▸ SOURCE PASSAGE:
- - -
I wish I could hold my younger self now. I know he would never believe we could be writing a story like this one; telling my story to help others. I would not change any of my life experiences but I need to stop burying them deep inside where I cannot even remember them. If I do not speak of it, there can be no healing and I want to make sure my lessons are passed on to those who face similar challenges.

From the beginning, I had the responsibilities of the eldest son to carry. My culture puts so much pressure on the eldest son to be successful, study, get a well regarded job, marry and have many children. The parents are often called “Abu” and “Om” (name of eldest son) and it is very shameful if their son is not successful. These responsibilities meant additonal pressure. I was not “worldly” but I knew I was different and had to escape. I was the darkest out of my siblings and I was reminded of it daily. My mother tried to scrub the black out of me every day as a child. It did not work. If she knew about my difference, no doubt she would have tried to scrub that out too. Words like “queer” and “gay” were not in my vocabulary. Though it would be years before I learned, somehow I embodied them. In the sense of defiance, standing out, being strange and different. The words I did have were “haram”, “deviant”, and “pervert”. 

I had so many questions for my parents and the answer was always, “We do not talk about these things, do not ask again,” with fear in their eyes. I knew that my urges were seen as sinful, so I pushed and pushed until I could not feel them, but there was no end to the racism and colourism I experienced and saw. No end to consumerism and obsession with material things, money and brands. I hated the focus on class and family origins that were so rooted in the culture, and convinced myself I did not belong in my desert home.
- - -
▸ DATASET EXCERPTS:
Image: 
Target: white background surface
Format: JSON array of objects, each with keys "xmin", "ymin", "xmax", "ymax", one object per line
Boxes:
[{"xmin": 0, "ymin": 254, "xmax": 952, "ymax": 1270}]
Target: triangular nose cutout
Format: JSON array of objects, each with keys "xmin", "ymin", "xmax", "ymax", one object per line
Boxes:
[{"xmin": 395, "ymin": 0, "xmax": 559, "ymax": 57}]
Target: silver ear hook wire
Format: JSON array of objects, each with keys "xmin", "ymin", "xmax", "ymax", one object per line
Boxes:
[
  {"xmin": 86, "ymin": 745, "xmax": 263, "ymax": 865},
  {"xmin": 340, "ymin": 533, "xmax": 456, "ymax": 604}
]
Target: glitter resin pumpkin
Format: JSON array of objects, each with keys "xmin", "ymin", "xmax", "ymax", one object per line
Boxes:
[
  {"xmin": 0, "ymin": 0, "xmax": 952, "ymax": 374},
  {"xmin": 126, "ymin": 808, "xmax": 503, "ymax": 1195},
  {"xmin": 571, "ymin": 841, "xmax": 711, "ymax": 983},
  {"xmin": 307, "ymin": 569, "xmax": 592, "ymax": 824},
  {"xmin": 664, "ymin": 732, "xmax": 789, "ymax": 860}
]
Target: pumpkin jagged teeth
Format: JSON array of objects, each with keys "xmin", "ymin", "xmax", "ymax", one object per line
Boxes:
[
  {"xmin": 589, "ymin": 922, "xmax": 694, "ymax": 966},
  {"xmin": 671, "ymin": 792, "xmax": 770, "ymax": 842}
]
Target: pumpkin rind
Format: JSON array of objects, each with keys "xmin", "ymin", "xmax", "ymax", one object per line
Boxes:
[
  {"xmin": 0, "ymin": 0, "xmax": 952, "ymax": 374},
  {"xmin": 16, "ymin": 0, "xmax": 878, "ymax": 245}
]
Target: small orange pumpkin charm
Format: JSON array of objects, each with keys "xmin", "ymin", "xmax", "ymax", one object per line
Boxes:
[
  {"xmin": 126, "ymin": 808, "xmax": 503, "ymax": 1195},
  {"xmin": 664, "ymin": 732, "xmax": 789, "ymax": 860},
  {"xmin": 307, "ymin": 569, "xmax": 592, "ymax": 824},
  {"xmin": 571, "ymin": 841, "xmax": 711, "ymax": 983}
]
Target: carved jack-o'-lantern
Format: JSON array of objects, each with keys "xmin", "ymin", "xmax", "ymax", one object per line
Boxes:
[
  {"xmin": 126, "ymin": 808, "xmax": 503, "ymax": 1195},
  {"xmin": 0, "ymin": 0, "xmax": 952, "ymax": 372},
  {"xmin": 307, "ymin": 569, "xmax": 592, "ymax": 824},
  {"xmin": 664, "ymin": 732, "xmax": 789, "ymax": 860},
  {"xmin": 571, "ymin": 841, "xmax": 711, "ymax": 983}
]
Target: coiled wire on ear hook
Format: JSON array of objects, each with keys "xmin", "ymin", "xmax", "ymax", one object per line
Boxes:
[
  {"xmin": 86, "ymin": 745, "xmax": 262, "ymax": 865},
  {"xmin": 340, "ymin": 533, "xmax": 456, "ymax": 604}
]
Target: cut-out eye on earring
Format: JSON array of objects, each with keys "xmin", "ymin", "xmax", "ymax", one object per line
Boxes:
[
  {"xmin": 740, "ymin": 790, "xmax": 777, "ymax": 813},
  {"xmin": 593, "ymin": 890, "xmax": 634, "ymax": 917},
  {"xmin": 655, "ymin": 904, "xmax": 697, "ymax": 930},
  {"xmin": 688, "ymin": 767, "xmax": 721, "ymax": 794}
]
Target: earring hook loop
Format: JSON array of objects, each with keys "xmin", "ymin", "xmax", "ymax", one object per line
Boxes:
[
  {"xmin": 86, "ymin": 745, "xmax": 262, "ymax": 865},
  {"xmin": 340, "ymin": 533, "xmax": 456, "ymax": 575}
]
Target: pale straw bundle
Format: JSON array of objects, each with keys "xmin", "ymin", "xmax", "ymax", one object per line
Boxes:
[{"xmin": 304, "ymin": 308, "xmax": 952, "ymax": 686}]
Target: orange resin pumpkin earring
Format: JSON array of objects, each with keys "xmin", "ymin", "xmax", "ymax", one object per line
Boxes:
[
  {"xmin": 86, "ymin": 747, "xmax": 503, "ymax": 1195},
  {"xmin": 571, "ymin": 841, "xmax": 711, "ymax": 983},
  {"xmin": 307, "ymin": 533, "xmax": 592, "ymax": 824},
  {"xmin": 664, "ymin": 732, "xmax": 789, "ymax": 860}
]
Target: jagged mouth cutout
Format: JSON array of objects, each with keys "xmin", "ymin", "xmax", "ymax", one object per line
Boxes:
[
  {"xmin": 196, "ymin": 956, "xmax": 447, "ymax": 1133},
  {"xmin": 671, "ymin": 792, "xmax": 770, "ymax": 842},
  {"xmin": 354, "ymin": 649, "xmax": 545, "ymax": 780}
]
- - -
▸ WHAT YOU WILL DO:
For each statement, answer yes or no to whether it agrees with the personal account, and quote the words from the account that settle it.
1. The writer carried the responsibilities of the eldest son.
2. The writer's parents answered questions openly.
3. The writer was the lightest-skinned of the siblings.
The listing has nothing to do with the personal account.

▸ RESULT OF THE EXERCISE:
1. Yes: "From the beginning, I had the responsibilities of the eldest son to carry."
2. No: "We do not talk about these things, do not ask again,"
3. No: "I was the darkest out of my siblings"